*** PROVIDED MATERIAL ***

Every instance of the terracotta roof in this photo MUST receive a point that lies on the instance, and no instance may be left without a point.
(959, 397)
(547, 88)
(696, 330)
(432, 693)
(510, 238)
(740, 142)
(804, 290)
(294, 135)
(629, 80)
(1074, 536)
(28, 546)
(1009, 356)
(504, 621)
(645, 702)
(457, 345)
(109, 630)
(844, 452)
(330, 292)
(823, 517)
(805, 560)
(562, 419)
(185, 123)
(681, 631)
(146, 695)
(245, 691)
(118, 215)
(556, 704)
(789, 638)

***

→ PROMPT: Write down all of the records again, word for word.

→ REPLY:
Every instance of the terracotta roof in this photo MUST receive a point that lies on the instance, and no instance may be left without a point.
(959, 397)
(547, 88)
(696, 330)
(432, 693)
(510, 238)
(740, 142)
(804, 290)
(294, 135)
(629, 80)
(1074, 536)
(28, 546)
(1009, 356)
(504, 621)
(645, 702)
(457, 345)
(109, 630)
(844, 452)
(330, 292)
(823, 517)
(805, 560)
(562, 419)
(185, 123)
(681, 631)
(146, 695)
(245, 691)
(118, 215)
(556, 704)
(789, 638)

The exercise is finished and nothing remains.